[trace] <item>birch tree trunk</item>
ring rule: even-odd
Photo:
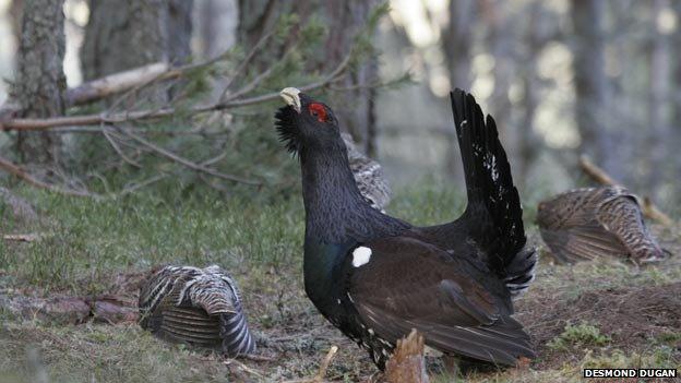
[[[661,12],[669,5],[667,0],[653,2],[653,20],[649,51],[649,81],[650,95],[648,97],[648,130],[647,144],[649,164],[647,171],[647,185],[650,191],[659,190],[660,182],[666,169],[667,141],[669,137],[669,81],[670,58],[669,36],[662,34],[657,25]]]
[[[608,80],[605,72],[604,16],[606,2],[573,0],[575,118],[582,151],[616,178],[621,158],[609,134]]]

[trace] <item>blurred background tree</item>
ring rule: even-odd
[[[29,92],[31,82],[22,79],[33,70],[31,65],[49,71],[49,60],[27,64],[22,59],[22,52],[35,51],[22,48],[28,40],[21,29],[32,20],[22,17],[22,10],[37,7],[29,11],[32,15],[45,11],[38,3],[0,1],[0,34],[4,40],[15,37],[15,44],[0,48],[0,73],[15,85],[20,101],[19,95]],[[59,12],[50,13],[49,27],[59,31],[63,25],[65,31],[63,73],[70,87],[152,62],[181,65],[222,57],[211,68],[154,87],[164,95],[170,91],[163,100],[151,103],[147,94],[139,93],[126,103],[113,97],[101,105],[70,108],[68,113],[142,106],[190,109],[196,103],[234,95],[253,82],[249,94],[263,95],[319,80],[356,49],[349,74],[318,95],[338,110],[360,147],[384,164],[394,184],[423,177],[463,184],[446,99],[446,92],[458,86],[469,88],[494,115],[525,199],[534,201],[584,183],[576,164],[578,155],[588,154],[617,180],[654,195],[665,210],[678,211],[681,157],[673,153],[681,145],[681,52],[674,49],[681,44],[678,1],[392,0],[378,28],[366,29],[370,10],[379,3],[65,0],[65,22],[59,20]],[[275,29],[248,68],[231,79],[229,73],[238,72],[239,62]],[[47,44],[59,47],[58,33],[48,37]],[[60,61],[60,49],[53,51],[53,59]],[[405,72],[414,80],[409,85],[377,86]],[[56,80],[52,84],[59,83],[58,74],[50,77]],[[5,95],[10,91],[3,89]],[[55,95],[43,97],[53,105],[22,112],[63,113],[57,88],[40,89]],[[0,101],[5,97],[0,96]],[[123,123],[111,129],[155,130],[144,137],[195,163],[222,154],[211,166],[258,179],[264,190],[276,194],[296,184],[297,171],[280,160],[271,129],[276,105],[218,110],[199,118],[180,113],[153,124]],[[97,190],[94,178],[124,183],[163,172],[167,175],[163,182],[179,179],[189,189],[207,183],[230,192],[240,188],[215,179],[206,183],[206,175],[178,172],[177,164],[159,164],[157,153],[150,155],[153,151],[131,136],[110,132],[119,148],[100,134],[93,135],[96,143],[91,146],[117,160],[97,159],[89,176],[83,176],[82,164],[92,168],[89,159],[96,154],[70,155],[77,145],[70,144],[71,133],[59,134],[64,156],[74,158],[67,161],[73,165],[71,178],[81,177],[79,182]],[[47,140],[50,134],[35,136]],[[17,142],[22,140],[16,133],[0,133],[8,157],[40,158],[14,145]],[[141,168],[121,160],[119,149],[133,156]]]

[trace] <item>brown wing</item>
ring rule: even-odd
[[[598,219],[601,206],[624,193],[621,188],[576,189],[539,204],[541,238],[561,262],[625,256],[620,239]]]
[[[255,344],[240,307],[236,284],[217,266],[168,266],[140,294],[141,322],[160,338],[222,348],[230,356]]]
[[[181,302],[186,284],[201,275],[193,267],[166,267],[140,292],[140,324],[156,336],[201,347],[219,347],[219,319],[189,301]]]
[[[485,266],[413,238],[365,247],[371,256],[353,270],[348,294],[380,338],[395,343],[416,328],[443,352],[502,364],[534,356],[507,290]]]
[[[596,214],[598,222],[617,237],[633,261],[645,263],[665,259],[662,249],[645,226],[634,195],[622,194],[607,201]]]

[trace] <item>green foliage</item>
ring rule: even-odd
[[[600,333],[600,330],[588,323],[568,324],[561,335],[549,342],[554,350],[566,350],[569,347],[606,346],[612,339]]]

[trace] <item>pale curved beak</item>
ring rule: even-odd
[[[295,87],[285,87],[279,92],[279,96],[286,105],[291,106],[297,112],[300,112],[300,89]]]

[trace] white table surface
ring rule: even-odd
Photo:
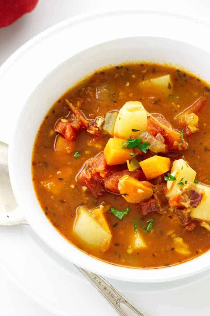
[[[13,25],[0,29],[0,65],[22,44],[47,28],[73,15],[89,11],[136,8],[181,13],[194,16],[199,15],[209,18],[210,2],[208,0],[176,0],[173,2],[175,3],[168,0],[106,0],[103,2],[100,0],[39,0],[32,12]],[[190,299],[190,296],[188,296],[188,299]],[[52,315],[18,289],[0,270],[0,315]],[[209,302],[207,302],[207,304]],[[169,312],[170,307],[168,307]],[[198,310],[198,313],[202,311]],[[190,312],[188,313],[187,310],[184,313],[190,316]]]

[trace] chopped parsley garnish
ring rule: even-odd
[[[149,143],[147,142],[142,143],[142,138],[135,138],[134,139],[129,138],[126,142],[123,143],[122,148],[123,149],[137,148],[146,154],[149,147]]]
[[[134,231],[135,233],[136,233],[138,230],[138,229],[137,228],[137,221],[135,218],[133,218],[133,226],[134,227]]]
[[[175,177],[172,176],[172,174],[168,173],[168,177],[166,177],[165,176],[164,177],[164,179],[166,181],[175,181],[177,179],[176,178],[175,178]]]
[[[79,157],[80,157],[81,155],[81,154],[80,154],[78,151],[76,151],[75,154],[74,155],[74,157],[75,158],[78,158]]]
[[[126,215],[130,210],[129,206],[128,206],[126,209],[122,211],[120,211],[119,210],[117,210],[114,209],[114,207],[111,208],[111,213],[114,214],[114,215],[117,217],[119,219],[122,220],[124,217]]]
[[[148,221],[147,222],[149,223],[146,229],[146,232],[147,232],[148,233],[149,233],[151,231],[152,228],[152,223],[153,222],[153,218],[150,218]]]
[[[183,138],[183,130],[180,133],[181,138],[181,139],[182,140],[182,141],[181,142],[181,143],[179,143],[179,144],[178,145],[179,147],[180,147],[180,146],[181,146],[184,142],[184,139]]]
[[[178,183],[177,183],[177,184],[178,185],[184,185],[184,184],[182,182],[182,180],[183,180],[183,178],[182,178],[182,179],[180,180],[180,181]]]

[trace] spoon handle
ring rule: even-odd
[[[108,282],[97,274],[76,266],[103,294],[121,316],[145,316],[142,312]]]

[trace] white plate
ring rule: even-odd
[[[22,105],[45,74],[73,54],[75,48],[82,50],[97,42],[96,28],[101,42],[143,34],[178,40],[210,51],[204,35],[209,24],[181,15],[136,10],[83,15],[64,21],[31,40],[0,69],[1,140],[9,143],[8,119],[11,128]],[[95,290],[73,267],[54,253],[30,227],[1,228],[0,236],[2,269],[29,295],[56,315],[96,315],[99,311],[102,315],[116,314],[102,298],[95,295]],[[188,310],[195,315],[196,309],[206,306],[208,299],[210,278],[200,280],[206,276],[206,273],[187,280],[149,285],[111,282],[150,315],[166,314],[169,307],[174,307],[170,309],[171,315],[180,313],[179,308],[186,306],[185,292],[190,292]],[[199,280],[187,288],[176,289]],[[172,288],[164,295],[159,292]],[[198,301],[199,289],[202,297]],[[206,313],[208,311],[206,307]]]

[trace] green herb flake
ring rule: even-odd
[[[164,177],[164,179],[166,180],[166,181],[175,181],[177,179],[176,178],[175,178],[175,177],[172,176],[172,174],[168,173],[168,177],[166,177],[165,176]]]
[[[153,103],[154,104],[156,104],[157,103],[160,102],[160,101],[161,100],[160,99],[158,99],[157,100],[155,100],[155,101],[154,101],[154,102],[153,102]]]
[[[136,232],[138,230],[138,229],[137,228],[137,221],[135,218],[133,218],[133,226],[134,227],[134,231],[135,233],[136,233]]]
[[[131,149],[133,148],[137,148],[145,154],[147,150],[149,149],[149,143],[147,142],[142,143],[142,138],[135,138],[132,139],[129,138],[126,142],[122,143],[123,149]]]
[[[177,183],[177,184],[178,185],[184,185],[184,184],[182,182],[182,180],[183,180],[183,178],[182,178],[182,179],[180,180],[180,181],[178,183]]]
[[[148,223],[148,224],[146,229],[146,232],[147,232],[147,233],[149,233],[149,232],[151,232],[152,230],[153,222],[153,218],[150,218],[148,221],[147,222]]]
[[[180,146],[181,146],[182,144],[184,143],[184,139],[183,138],[183,130],[182,130],[182,131],[180,133],[180,135],[181,135],[180,137],[181,139],[182,140],[182,141],[181,142],[181,143],[179,143],[179,144],[178,145],[179,147],[180,147]]]
[[[111,207],[110,209],[111,213],[120,220],[122,220],[124,218],[130,210],[129,206],[128,206],[126,209],[122,211],[114,209],[114,207]]]
[[[76,151],[75,154],[74,155],[74,157],[75,158],[79,158],[81,155],[81,154],[80,154],[78,151]]]

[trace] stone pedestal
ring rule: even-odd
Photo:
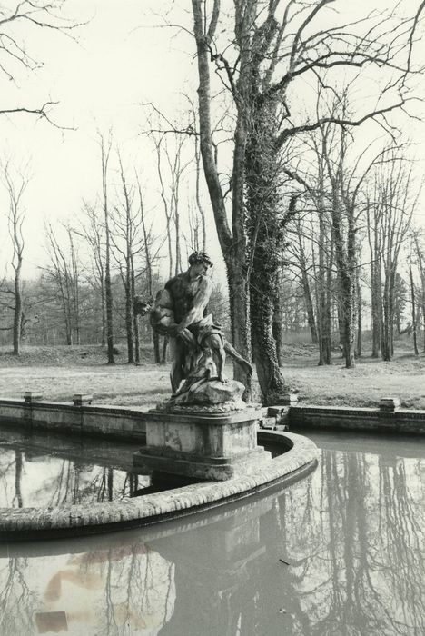
[[[146,413],[146,446],[134,467],[193,479],[222,481],[255,472],[272,460],[257,446],[261,412]]]

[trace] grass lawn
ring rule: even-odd
[[[124,358],[118,356],[118,363],[109,366],[104,352],[95,346],[24,347],[15,358],[3,347],[0,396],[21,397],[25,391],[36,391],[45,400],[69,402],[74,393],[93,393],[99,404],[145,408],[169,396],[168,364],[155,366],[146,360],[133,366],[121,362]],[[299,391],[301,403],[376,406],[381,397],[391,396],[400,397],[404,407],[425,409],[425,353],[415,357],[406,347],[390,363],[364,357],[348,370],[339,357],[333,365],[319,367],[312,345],[288,344],[283,373]]]

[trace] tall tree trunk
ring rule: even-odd
[[[411,269],[411,261],[409,263],[409,274],[410,274],[410,278],[411,326],[412,326],[412,332],[413,332],[413,351],[415,352],[415,355],[419,355],[417,323],[416,323],[415,283],[413,281],[413,271]]]
[[[304,293],[304,302],[305,310],[307,312],[307,322],[309,323],[310,333],[311,334],[311,343],[317,344],[317,329],[316,329],[316,320],[314,317],[314,308],[311,297],[311,290],[310,288],[310,280],[307,273],[307,261],[305,258],[304,245],[302,243],[302,239],[301,235],[301,225],[298,224],[298,245],[300,248],[298,258],[300,262],[300,268],[301,273],[301,284],[302,291]]]
[[[212,18],[208,33],[205,33],[201,0],[193,0],[192,5],[199,75],[198,99],[201,154],[210,200],[214,213],[220,246],[226,264],[233,345],[243,358],[250,360],[249,293],[246,284],[246,237],[243,228],[243,158],[246,134],[242,130],[242,122],[240,122],[235,135],[233,157],[233,233],[232,233],[227,221],[224,198],[215,163],[211,124],[209,45],[217,25],[218,9],[214,12]],[[214,6],[214,11],[215,8]],[[233,369],[234,377],[245,385],[244,398],[249,400],[251,398],[251,377],[237,365],[234,365]]]
[[[14,355],[19,355],[21,348],[22,323],[22,289],[21,289],[22,256],[15,266],[15,308],[14,308]]]
[[[106,305],[106,343],[108,345],[108,364],[114,364],[114,316],[113,316],[113,292],[111,281],[111,234],[109,227],[109,207],[107,193],[107,169],[109,154],[111,151],[111,142],[108,147],[104,146],[104,140],[101,137],[101,157],[102,157],[102,188],[104,194],[104,233],[105,233],[105,259],[104,259],[104,297]]]
[[[357,346],[356,346],[356,355],[358,358],[361,357],[361,311],[362,311],[362,299],[361,299],[361,286],[360,282],[360,268],[356,269],[356,296],[357,296]]]

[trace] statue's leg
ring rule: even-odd
[[[223,346],[223,338],[218,333],[212,333],[208,337],[208,344],[212,350],[217,360],[217,376],[222,382],[226,382],[227,378],[224,375],[224,364],[226,362],[226,353]]]
[[[240,353],[236,351],[236,349],[229,343],[229,341],[224,339],[224,351],[226,353],[229,353],[231,358],[232,358],[242,369],[245,373],[248,373],[248,375],[252,375],[252,365],[245,360],[245,358],[242,358]]]
[[[184,377],[184,344],[178,338],[170,338],[170,353],[172,356],[170,380],[173,393],[176,393]]]

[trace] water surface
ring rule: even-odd
[[[425,633],[419,438],[317,434],[287,489],[153,528],[0,547],[0,633]]]

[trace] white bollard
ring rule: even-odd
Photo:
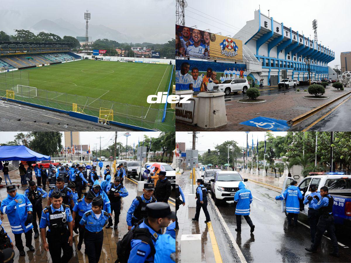
[[[195,199],[196,196],[196,195],[195,194],[191,194],[188,195],[188,207],[196,207],[196,199]]]
[[[146,182],[145,181],[138,181],[138,191],[142,192],[143,189],[144,189],[144,184]]]
[[[180,250],[183,263],[201,262],[201,234],[181,235]]]

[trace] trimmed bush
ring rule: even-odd
[[[343,84],[340,82],[336,82],[335,83],[333,83],[333,87],[338,90],[340,89],[340,90],[344,90],[344,87],[343,87]]]
[[[247,89],[246,92],[246,95],[247,96],[252,100],[256,100],[257,97],[259,97],[260,95],[260,91],[258,89],[256,88],[250,88]]]
[[[319,97],[325,93],[325,90],[322,85],[313,84],[308,87],[308,93],[311,95]]]

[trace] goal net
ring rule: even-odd
[[[19,95],[27,98],[37,96],[37,88],[34,87],[17,85],[13,88],[13,91]]]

--------------------------------------------------

* OBJETIVO
Convierte en una lista JSON de cadenas las líneas de los registros que van desde la que contiene "[trace] goal net" hasta el final de los registros, ambos extremos incluidos. Usa una cadena por cada línea y omite las líneas en blanco.

* EJERCICIO RESUELTO
[
  "[trace] goal net",
  "ring rule: even-odd",
  "[[[19,95],[27,98],[37,96],[37,88],[34,87],[17,85],[13,88],[13,91]]]"
]